▶ Stated goal
Print every line of the data below word for word, changing nothing.
-=-=-=-=-
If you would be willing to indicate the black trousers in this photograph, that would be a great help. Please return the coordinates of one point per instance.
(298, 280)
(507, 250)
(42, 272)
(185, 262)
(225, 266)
-=-=-=-=-
▶ The response
If you would be willing to indicate the black trousers in this photograph, that would be a great help. Please return the coordinates of one point per instance.
(298, 280)
(507, 250)
(42, 272)
(185, 262)
(225, 266)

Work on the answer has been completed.